● **任务**:
1/ 关于连接空闲检测的文段中:
(a) keepAliveBetweenTimeMillis 的默认值是多少?
(b) idleMillis 是怎样算出来的?
(c) 正常数据库的超时时间是多少?
2/ 接着“why?”之后,续写这篇关于连接池空闲连接清理的文段。

● **文段**:
- - -

当目前空闲的时间小于最小空闲保持时间(5min),并且小于keepAliveBetweenTimeMillis(该参数默认2分钟)
long idleMillis = currentTimeMillis - connection.lastActiveTimeMillis;
if (idleMillis < minEvictableIdleTimeMillis
&& idleMillis < keepAliveBetweenTimeMillis
) {
break;
}
也就是说,两分钟内如果连接已经被关闭,或者已经失效,但这个连接不会被加入到清理的队列。但是正常数据库的超时时间是五分钟,是不会触发这个问题的,why?

- - -

● **数据部分**:
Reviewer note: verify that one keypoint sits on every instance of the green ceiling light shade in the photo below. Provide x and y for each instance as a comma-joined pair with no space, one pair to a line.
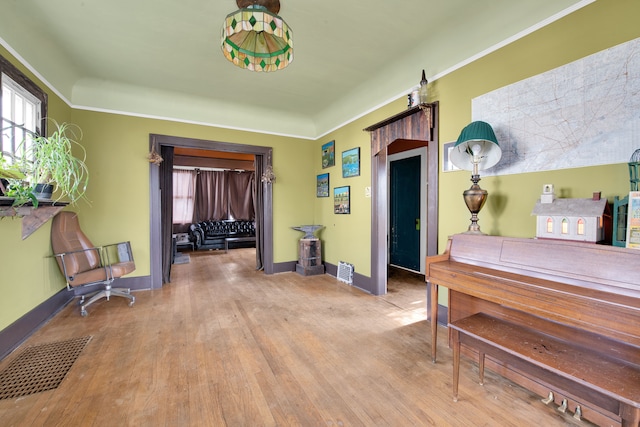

- - -

● **答案**:
1/
(a) 2分钟
(b) 用 currentTimeMillis 减去 connection.lastActiveTimeMillis
(c) 五分钟

2/
后来从运维doris的同学口中得知,报错的那个时间点,正好重启了doris,那么整个原因明确了:因为重启了server端,所有的连接其实都close了,但是因为上述druid的逻辑,两分钟内连接没有加入清理队列,所有test idle的时候close就报错了。
服务告警从21:31持续到21:34后恢复正常,整个过程持续了3分钟左右,也从侧面证实了推断的正确
有什么办法能避免吗?
其实服务器都已经挂了,池中的连接已经都是无效的,唯一能做的就是加快清理连接的速度,但这样的调整,会拖慢平时的连接获取速度,所以其实啥都做不了.....